Arts & Culture

Review: ‘Inherent Vice’


Joaquin Phoenix in ‘Inherent Vice’
Joaquin Phoenix in ‘Inherent Vice’ Warner Bros.

Inherent Vice, Paul Thomas Anderson’s trippy, trenchant satire, is very much a creature of Thomas Pynchon’s biting deconstruction of the final daze of peace, love and understanding that gives the film its inspiration and its name.

Joaquin Phoenix and the terrific acting ensemble that joins him in this pot-infused ’70s-era beach noir create such a good buzz you can almost get a contact high from watching. A sprawling cast is required for the many vices and various intrigues, with Josh Brolin, Reese Witherspoon, Owen Wilson, Jena Malone and Martin Short as its core, plus Katherine Waterston, actor Sam’s daughter, as the pivotal femme fatale.

After exploring cult mentality along the Eastern Seaboard in The Master, Inherent Vice brings us back to Anderson’s favorite locale: steamy Southern California’s more unsavory sides. It would seem the writer/director intends to work through every layer. Starting with the San Fernando Valley’s porn industry in Boogie Nights (1997), he moved on to love, lust and the seamier side of game shows, again in the Valley, with Magnolia (1999), before circling back to the region’s early oil-boom days in There Will Be Blood (2007). Now he’s one toke over the line and knee-deep in vice.

Trying to pare back Pynchon without killing the joke was the challenge. Anderson has done a remarkable job of replicating the crazy kaleidoscope of crime, dope and raunch the novelist conjured. It is a densely detailed cultural polyglot of real estate machinations, Aryan Brotherhood bikers, dental scams, sex, drugs, dope smoking, detectives and dames. Don’t be fooled by the literary imprint; the intellectual underpinning is certainly there, but this is also a tawdry tale that earns its R rating.

Phoenix, who starred in The Master, is once again Anderson’s main co-conspirator. His Doc Sportello is a Birkenstock-wearing, weed-dispensing private investigator in a thinly masked ’70s-era Manhattan Beach. Its surf culture, dive bars and weathered one-rooms by the month are still firmly entrenched, gentrification not yet an issue. The crafty crew — cinematographer Robert Elswit, production designer David Crank and costume designer Mark Bridges — nail the period details. Nostalgia, like all other forms of sentiment, is never allowed to interfere.

☆ ☆ ☆ ☆ ☆ ☆ ☆

Short task 1: In the review, who plays the pivotal femme fatale?
Short task 2: Rewrite the stretch of the review from "Arts & Culture" through "pivotal femme fatale.", changing "satire" to "comedy".
The listing after this point is separate from the review.

Information shown:

☆ ☆ ☆ ☆ ☆ ☆ ☆

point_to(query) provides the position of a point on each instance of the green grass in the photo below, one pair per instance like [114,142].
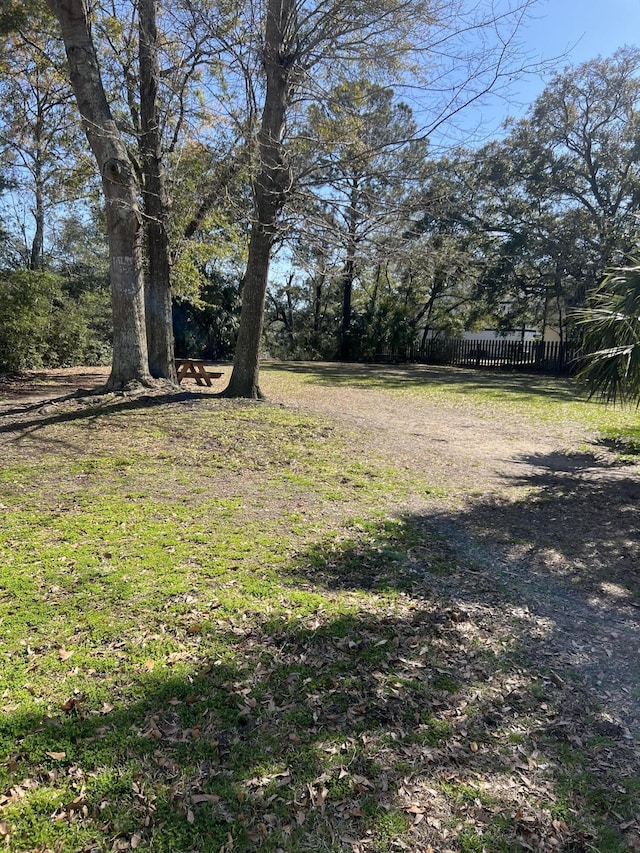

☆ ☆ ☆ ☆ ☆ ☆ ☆

Full output 1: Katherine Waterston

Full output 2:
Arts & Culture

Review: ‘Inherent Vice’


Joaquin Phoenix in ‘Inherent Vice’
Joaquin Phoenix in ‘Inherent Vice’ Warner Bros.

Inherent Vice, Paul Thomas Anderson’s trippy, trenchant comedy, is very much a creature of Thomas Pynchon’s biting deconstruction of the final daze of peace, love and understanding that gives the film its inspiration and its name.

Joaquin Phoenix and the terrific acting ensemble that joins him in this pot-infused ’70s-era beach noir create such a good buzz you can almost get a contact high from watching. A sprawling cast is required for the many vices and various intrigues, with Josh Brolin, Reese Witherspoon, Owen Wilson, Jena Malone and Martin Short as its core, plus Katherine Waterston, actor Sam’s daughter, as the pivotal femme fatale.